___ Text section ___
Over a series of posts I'll discuss what we have learned (maybe — maybe I'll just lazy and leave you wondering forever): why compiling Rust is slow, and/or feels slow; compile-time use cases; things we measured; things we want to measure but haven't or don't know how; ideas that improved compile times; ideas that did not improve compile times; how TiKV compile times have changed over time; suggestions for how to organize Rust projects that compile fast; and recent and future upstream improvements to compile times.

In this episode:

  • [The Spectre of Poor Rust Compile Times at PingCAP]
  • [Preview: The TiKV Compile-time Saga so far]
  • [Part 1: The Rust Compilation Model Calamity]
  • [Bootstrapping early Rust]
  • [(Un)virtuous cycles]
  • [A brief aside about compile-time use cases]
  • [Rust's designs for poor compile time]
  • [Tradeoff #1: Monomorphized generics]
  • [Testing the impact of monomorphization on compile times in Rust]
  • [Tradeoff #2: Huge compilation units]
  • [Tradeoff #3: Trait coherence and the orphan rule]
  • [Tradeoff #4: LLVM]
  • [Tradeoff #5: Batch compilation]
  • [Tradeoff #6: Build scripts]
  • [Tradeoff #7: High run-time performance]
  • [Tradeoff #8: Fixed compilation profiles]
  • [All that stuff summarized]
  • [In the next episode of The TiKV Compile-time Saga]

The Spectre of Poor Rust Compile Times at PingCAP

At PingCAP, my colleagues wrote TiKV, the storage node of our distributed database, in Rust. They did this because they wanted this most important node in the system to be fast and reliable by construction, at least to the greatest extent reasonable.

It was mostly a great decision, and most people internally are mostly happy about it.

But many complain about how long it takes to build. For some a full rebuild might take ~15 minutes in development mode, and ~30 minutes in release mode. To developers of large systems projects this might not sound horrible, but it's much slower than what most developers are used to out of modern programming languages. TiKV is not even a particularly large system, with TODO total lines of Rust code. Building Servo or Rust itself is much, much more unpleasant.

Other nodes in the system are written in Go, which of course comes with a different set of advantages and disadvantages from Rust. The Go developers at PingCAP kinda hate and resent having to wait for the Rust components to build. They are used to a rapid build-test cycle.

Rust developers on the other hand are used to taking a lot of coffee breaks. (Or tea, or cigarettes, or hashish, or sobbing, or whatever, as the case may be — Rust developers have the spare time to nurse their personal demons real good.)

Internally at PingCAP, new code that would be appropriate to write in Rust is often written in Go, only because of the spectre of terrible compile times.
___
The exercise:
According to the post on Rust compile times, roughly how long can a full rebuild of TiKV take in release mode?
___ Data excerpt ___
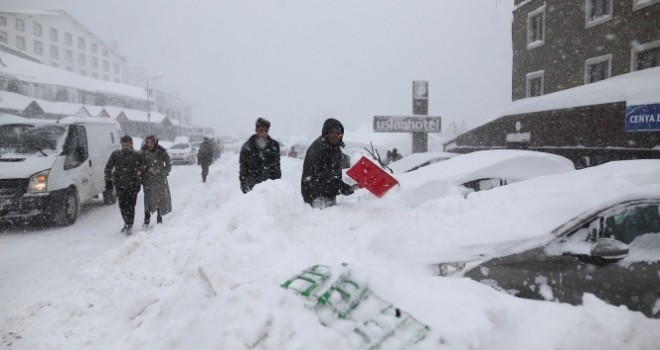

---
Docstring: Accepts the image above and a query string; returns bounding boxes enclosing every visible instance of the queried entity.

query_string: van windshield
___
Output of the exercise:
About 30 minutes.